_Exercise objective:_ Please reproduce all of the data exactly as it appears, but skip the pictures.
══ Excerpted data ══
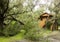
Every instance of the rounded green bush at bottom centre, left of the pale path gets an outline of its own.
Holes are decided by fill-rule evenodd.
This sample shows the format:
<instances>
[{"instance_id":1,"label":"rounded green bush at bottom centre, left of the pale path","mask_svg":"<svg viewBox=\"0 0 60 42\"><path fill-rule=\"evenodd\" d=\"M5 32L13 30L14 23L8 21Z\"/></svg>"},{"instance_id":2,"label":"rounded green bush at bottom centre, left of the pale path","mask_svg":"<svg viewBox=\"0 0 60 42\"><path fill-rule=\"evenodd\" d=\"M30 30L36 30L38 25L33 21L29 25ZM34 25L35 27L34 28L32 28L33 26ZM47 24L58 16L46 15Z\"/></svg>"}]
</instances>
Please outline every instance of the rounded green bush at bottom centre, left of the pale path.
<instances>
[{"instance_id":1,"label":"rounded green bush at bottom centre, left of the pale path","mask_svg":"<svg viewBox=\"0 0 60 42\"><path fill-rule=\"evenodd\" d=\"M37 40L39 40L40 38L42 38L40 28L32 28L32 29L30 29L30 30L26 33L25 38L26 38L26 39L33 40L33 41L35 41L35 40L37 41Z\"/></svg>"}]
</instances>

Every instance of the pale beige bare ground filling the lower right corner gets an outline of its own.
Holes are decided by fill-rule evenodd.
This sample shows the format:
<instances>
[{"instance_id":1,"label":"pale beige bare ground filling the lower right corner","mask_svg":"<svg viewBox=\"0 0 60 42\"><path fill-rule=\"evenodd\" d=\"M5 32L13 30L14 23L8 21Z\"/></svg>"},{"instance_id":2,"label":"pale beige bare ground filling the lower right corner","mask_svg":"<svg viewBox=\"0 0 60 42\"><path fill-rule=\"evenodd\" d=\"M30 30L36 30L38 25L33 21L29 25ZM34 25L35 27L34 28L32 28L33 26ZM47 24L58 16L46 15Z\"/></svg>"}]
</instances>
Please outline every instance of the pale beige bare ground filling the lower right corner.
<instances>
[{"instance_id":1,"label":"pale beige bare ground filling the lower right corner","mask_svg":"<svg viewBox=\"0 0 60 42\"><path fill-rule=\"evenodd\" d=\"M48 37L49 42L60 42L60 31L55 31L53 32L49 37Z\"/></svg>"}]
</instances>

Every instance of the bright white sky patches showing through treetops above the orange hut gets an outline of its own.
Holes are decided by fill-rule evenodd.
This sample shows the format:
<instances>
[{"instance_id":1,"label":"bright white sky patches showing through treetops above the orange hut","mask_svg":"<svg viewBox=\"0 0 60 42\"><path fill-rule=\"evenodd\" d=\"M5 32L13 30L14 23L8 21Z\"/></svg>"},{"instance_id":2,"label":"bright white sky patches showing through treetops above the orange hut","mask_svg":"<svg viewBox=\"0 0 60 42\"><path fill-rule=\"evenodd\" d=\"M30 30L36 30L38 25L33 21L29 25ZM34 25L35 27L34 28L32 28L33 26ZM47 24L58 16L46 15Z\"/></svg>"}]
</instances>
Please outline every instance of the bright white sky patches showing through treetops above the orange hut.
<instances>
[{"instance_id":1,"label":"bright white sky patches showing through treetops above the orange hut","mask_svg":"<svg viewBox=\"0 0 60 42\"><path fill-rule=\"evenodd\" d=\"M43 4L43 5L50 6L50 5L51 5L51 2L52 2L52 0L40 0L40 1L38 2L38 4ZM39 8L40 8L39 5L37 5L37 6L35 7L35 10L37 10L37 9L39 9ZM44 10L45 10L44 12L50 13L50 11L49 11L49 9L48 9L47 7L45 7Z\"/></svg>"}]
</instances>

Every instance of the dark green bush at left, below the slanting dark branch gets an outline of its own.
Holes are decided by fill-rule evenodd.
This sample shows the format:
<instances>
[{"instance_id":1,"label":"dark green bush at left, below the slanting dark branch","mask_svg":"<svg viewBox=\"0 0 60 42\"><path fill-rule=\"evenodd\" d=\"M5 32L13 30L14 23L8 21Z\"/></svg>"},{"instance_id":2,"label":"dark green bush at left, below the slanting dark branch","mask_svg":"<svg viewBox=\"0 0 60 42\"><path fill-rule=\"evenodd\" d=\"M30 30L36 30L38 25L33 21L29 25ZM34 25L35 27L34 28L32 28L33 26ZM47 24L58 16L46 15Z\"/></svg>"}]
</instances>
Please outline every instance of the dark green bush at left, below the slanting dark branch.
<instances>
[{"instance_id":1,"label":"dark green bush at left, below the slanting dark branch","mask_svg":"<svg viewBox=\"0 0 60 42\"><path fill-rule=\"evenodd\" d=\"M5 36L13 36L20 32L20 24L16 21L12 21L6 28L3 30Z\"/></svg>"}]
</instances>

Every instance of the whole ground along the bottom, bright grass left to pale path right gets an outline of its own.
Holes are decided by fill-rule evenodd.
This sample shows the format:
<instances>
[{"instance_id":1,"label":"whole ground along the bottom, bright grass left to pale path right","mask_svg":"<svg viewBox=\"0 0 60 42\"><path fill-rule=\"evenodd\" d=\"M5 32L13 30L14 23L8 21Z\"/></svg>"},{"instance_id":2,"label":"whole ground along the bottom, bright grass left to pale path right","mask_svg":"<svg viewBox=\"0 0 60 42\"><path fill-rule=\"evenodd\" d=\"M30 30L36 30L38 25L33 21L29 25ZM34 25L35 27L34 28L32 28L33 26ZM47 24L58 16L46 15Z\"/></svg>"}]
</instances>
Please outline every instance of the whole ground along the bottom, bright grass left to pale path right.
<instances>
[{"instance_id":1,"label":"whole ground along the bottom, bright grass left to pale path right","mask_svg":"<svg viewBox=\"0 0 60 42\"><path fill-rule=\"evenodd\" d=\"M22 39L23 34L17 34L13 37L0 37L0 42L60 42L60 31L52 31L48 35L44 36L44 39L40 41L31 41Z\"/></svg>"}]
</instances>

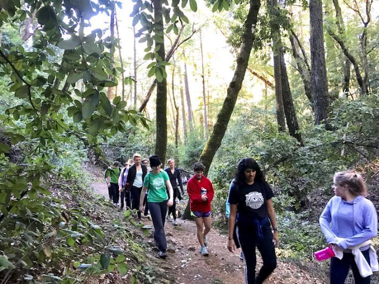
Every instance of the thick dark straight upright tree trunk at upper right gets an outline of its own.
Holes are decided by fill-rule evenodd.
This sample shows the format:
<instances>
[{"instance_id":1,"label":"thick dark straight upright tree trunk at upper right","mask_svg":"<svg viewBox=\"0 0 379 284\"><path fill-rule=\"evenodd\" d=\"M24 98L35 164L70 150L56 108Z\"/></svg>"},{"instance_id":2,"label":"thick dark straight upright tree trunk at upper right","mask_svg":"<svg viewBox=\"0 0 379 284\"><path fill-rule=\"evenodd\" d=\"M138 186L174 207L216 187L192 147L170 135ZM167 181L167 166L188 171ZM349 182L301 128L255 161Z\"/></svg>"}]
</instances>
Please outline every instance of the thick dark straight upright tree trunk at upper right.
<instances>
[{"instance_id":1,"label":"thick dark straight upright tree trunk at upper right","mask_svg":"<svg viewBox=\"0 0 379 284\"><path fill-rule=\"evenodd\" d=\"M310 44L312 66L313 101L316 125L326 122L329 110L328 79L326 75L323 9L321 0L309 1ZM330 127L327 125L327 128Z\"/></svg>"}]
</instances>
═══
_Problem solution:_
Every instance of the rounded green bush at bottom centre, left of the pale path gets an outline of its own.
Holes are decided by fill-rule evenodd.
This sample shows the format:
<instances>
[{"instance_id":1,"label":"rounded green bush at bottom centre, left of the pale path","mask_svg":"<svg viewBox=\"0 0 60 42\"><path fill-rule=\"evenodd\" d=\"M5 32L13 30L14 23L8 21Z\"/></svg>"},{"instance_id":2,"label":"rounded green bush at bottom centre, left of the pale path","mask_svg":"<svg viewBox=\"0 0 60 42\"><path fill-rule=\"evenodd\" d=\"M30 30L36 30L38 25L33 21L29 25ZM34 25L35 27L34 28L32 28L33 26ZM47 24L58 16L46 15Z\"/></svg>"}]
</instances>
Please outline every instance of the rounded green bush at bottom centre, left of the pale path.
<instances>
[{"instance_id":1,"label":"rounded green bush at bottom centre, left of the pale path","mask_svg":"<svg viewBox=\"0 0 60 42\"><path fill-rule=\"evenodd\" d=\"M37 40L39 40L40 38L42 38L40 28L32 28L32 29L30 29L30 30L26 33L25 38L26 38L26 39L33 40L33 41L35 41L35 40L37 41Z\"/></svg>"}]
</instances>

Every instance of the pale beige bare ground filling the lower right corner gets an outline of its own.
Holes are decided by fill-rule evenodd.
This sample shows the format:
<instances>
[{"instance_id":1,"label":"pale beige bare ground filling the lower right corner","mask_svg":"<svg viewBox=\"0 0 60 42\"><path fill-rule=\"evenodd\" d=\"M5 32L13 30L14 23L8 21Z\"/></svg>"},{"instance_id":2,"label":"pale beige bare ground filling the lower right corner","mask_svg":"<svg viewBox=\"0 0 60 42\"><path fill-rule=\"evenodd\" d=\"M30 30L36 30L38 25L33 21L29 25ZM34 25L35 27L34 28L32 28L33 26ZM47 24L58 16L46 15Z\"/></svg>"}]
</instances>
Please outline every instance of the pale beige bare ground filling the lower right corner.
<instances>
[{"instance_id":1,"label":"pale beige bare ground filling the lower right corner","mask_svg":"<svg viewBox=\"0 0 60 42\"><path fill-rule=\"evenodd\" d=\"M48 37L49 42L60 42L60 31L55 31L53 32L49 37Z\"/></svg>"}]
</instances>

Every instance of the bright white sky patches showing through treetops above the orange hut gets an outline of its own.
Holes are decided by fill-rule evenodd.
This sample shows the format:
<instances>
[{"instance_id":1,"label":"bright white sky patches showing through treetops above the orange hut","mask_svg":"<svg viewBox=\"0 0 60 42\"><path fill-rule=\"evenodd\" d=\"M5 32L13 30L14 23L8 21Z\"/></svg>"},{"instance_id":2,"label":"bright white sky patches showing through treetops above the orange hut","mask_svg":"<svg viewBox=\"0 0 60 42\"><path fill-rule=\"evenodd\" d=\"M30 30L36 30L38 25L33 21L29 25ZM34 25L35 27L34 28L32 28L33 26ZM47 24L58 16L46 15Z\"/></svg>"}]
</instances>
Please outline every instance of the bright white sky patches showing through treetops above the orange hut.
<instances>
[{"instance_id":1,"label":"bright white sky patches showing through treetops above the orange hut","mask_svg":"<svg viewBox=\"0 0 60 42\"><path fill-rule=\"evenodd\" d=\"M43 4L43 5L50 6L50 5L51 5L51 2L52 2L52 0L40 0L40 1L38 2L38 4ZM39 8L40 8L39 5L37 5L37 6L35 7L35 10L37 10L37 9L39 9ZM44 10L45 10L44 12L50 13L50 11L49 11L49 9L48 9L47 7L45 7Z\"/></svg>"}]
</instances>

Every instance of the dark green bush at left, below the slanting dark branch gets an outline of its own.
Holes are decided by fill-rule evenodd.
This sample shows the format:
<instances>
[{"instance_id":1,"label":"dark green bush at left, below the slanting dark branch","mask_svg":"<svg viewBox=\"0 0 60 42\"><path fill-rule=\"evenodd\" d=\"M5 32L13 30L14 23L8 21Z\"/></svg>"},{"instance_id":2,"label":"dark green bush at left, below the slanting dark branch","mask_svg":"<svg viewBox=\"0 0 60 42\"><path fill-rule=\"evenodd\" d=\"M30 30L36 30L38 25L33 21L29 25ZM34 25L35 27L34 28L32 28L33 26ZM47 24L58 16L46 15Z\"/></svg>"}]
</instances>
Please outline every instance of the dark green bush at left, below the slanting dark branch.
<instances>
[{"instance_id":1,"label":"dark green bush at left, below the slanting dark branch","mask_svg":"<svg viewBox=\"0 0 60 42\"><path fill-rule=\"evenodd\" d=\"M5 36L13 36L20 32L20 24L16 21L12 21L6 28L3 30Z\"/></svg>"}]
</instances>

Every instance of the whole ground along the bottom, bright grass left to pale path right gets an outline of its own.
Holes are decided by fill-rule evenodd.
This sample shows the format:
<instances>
[{"instance_id":1,"label":"whole ground along the bottom, bright grass left to pale path right","mask_svg":"<svg viewBox=\"0 0 60 42\"><path fill-rule=\"evenodd\" d=\"M5 32L13 30L14 23L8 21Z\"/></svg>"},{"instance_id":2,"label":"whole ground along the bottom, bright grass left to pale path right","mask_svg":"<svg viewBox=\"0 0 60 42\"><path fill-rule=\"evenodd\" d=\"M30 30L36 30L38 25L33 21L29 25ZM34 25L35 27L34 28L32 28L33 26ZM47 24L58 16L46 15Z\"/></svg>"}]
</instances>
Please outline every instance of the whole ground along the bottom, bright grass left to pale path right.
<instances>
[{"instance_id":1,"label":"whole ground along the bottom, bright grass left to pale path right","mask_svg":"<svg viewBox=\"0 0 60 42\"><path fill-rule=\"evenodd\" d=\"M22 39L23 34L17 34L13 37L0 37L0 42L60 42L60 31L52 31L48 35L44 36L44 39L40 41L31 41Z\"/></svg>"}]
</instances>

Every instance of the thick dark straight upright tree trunk at upper right gets an outline of its own.
Holes are decided by fill-rule evenodd.
This sample shows the format:
<instances>
[{"instance_id":1,"label":"thick dark straight upright tree trunk at upper right","mask_svg":"<svg viewBox=\"0 0 379 284\"><path fill-rule=\"evenodd\" d=\"M24 98L35 164L70 150L56 108Z\"/></svg>"},{"instance_id":2,"label":"thick dark straight upright tree trunk at upper right","mask_svg":"<svg viewBox=\"0 0 379 284\"><path fill-rule=\"evenodd\" d=\"M138 186L174 207L216 187L192 147L170 135ZM167 181L167 166L188 171ZM349 182L301 128L255 161Z\"/></svg>"}]
</instances>
Please outline every instance of the thick dark straight upright tree trunk at upper right.
<instances>
[{"instance_id":1,"label":"thick dark straight upright tree trunk at upper right","mask_svg":"<svg viewBox=\"0 0 379 284\"><path fill-rule=\"evenodd\" d=\"M310 44L312 66L313 101L316 125L326 122L329 110L328 79L326 75L323 9L321 0L309 1ZM330 127L327 125L327 128Z\"/></svg>"}]
</instances>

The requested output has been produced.